_Record excerpts_
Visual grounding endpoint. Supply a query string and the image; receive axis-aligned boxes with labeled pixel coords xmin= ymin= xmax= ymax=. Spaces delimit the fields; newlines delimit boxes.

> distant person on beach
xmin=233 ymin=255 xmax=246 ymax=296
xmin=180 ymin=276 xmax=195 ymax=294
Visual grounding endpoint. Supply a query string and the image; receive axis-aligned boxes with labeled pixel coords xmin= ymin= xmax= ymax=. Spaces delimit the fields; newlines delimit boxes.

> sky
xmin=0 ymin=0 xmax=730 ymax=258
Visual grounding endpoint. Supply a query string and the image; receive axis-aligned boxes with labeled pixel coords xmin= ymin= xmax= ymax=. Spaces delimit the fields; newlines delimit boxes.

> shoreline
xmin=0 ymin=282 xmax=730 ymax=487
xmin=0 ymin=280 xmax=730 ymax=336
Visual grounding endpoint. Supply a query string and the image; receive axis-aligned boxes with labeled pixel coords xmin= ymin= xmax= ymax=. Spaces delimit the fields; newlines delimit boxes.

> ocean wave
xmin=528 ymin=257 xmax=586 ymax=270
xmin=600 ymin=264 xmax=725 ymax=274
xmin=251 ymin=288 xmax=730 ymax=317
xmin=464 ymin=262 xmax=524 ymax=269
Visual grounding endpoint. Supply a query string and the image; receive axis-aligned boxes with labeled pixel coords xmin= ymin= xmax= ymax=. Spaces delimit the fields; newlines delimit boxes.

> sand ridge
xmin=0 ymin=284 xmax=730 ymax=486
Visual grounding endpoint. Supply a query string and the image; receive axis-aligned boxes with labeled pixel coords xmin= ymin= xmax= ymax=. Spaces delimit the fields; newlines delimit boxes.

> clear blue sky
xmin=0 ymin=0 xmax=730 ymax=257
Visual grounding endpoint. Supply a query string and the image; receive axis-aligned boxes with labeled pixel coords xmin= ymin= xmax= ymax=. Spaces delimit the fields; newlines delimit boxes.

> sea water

_Problem to work on_
Rewrite the rows from the start through the line containing "xmin=0 ymin=280 xmax=730 ymax=336", inclusive, replacing "shoreline" with "coastline" and leaving everything else unchanged.

_Answer to the problem_
Visual grounding endpoint. Supply a query string and the image; receive axis-aligned boxes with labeled pixel coords xmin= ymin= xmax= ymax=. Spaces delimit the fields; newlines delimit boxes.

> distant person on beach
xmin=233 ymin=255 xmax=246 ymax=296
xmin=180 ymin=276 xmax=195 ymax=294
Visual grounding endpoint. Supply a query string and the image; receive axis-aligned boxes with labeled pixel coords xmin= ymin= xmax= ymax=. Spaces delimit the fields; newlines delimit boxes.

> sky
xmin=0 ymin=0 xmax=730 ymax=258
Visual grounding endpoint. Supply a query string and the image; receive axis-aligned boxes with labeled pixel coords xmin= ymin= xmax= ymax=. Spaces delimit the fields; newlines delimit boxes.

> coastline
xmin=0 ymin=282 xmax=730 ymax=487
xmin=0 ymin=280 xmax=730 ymax=336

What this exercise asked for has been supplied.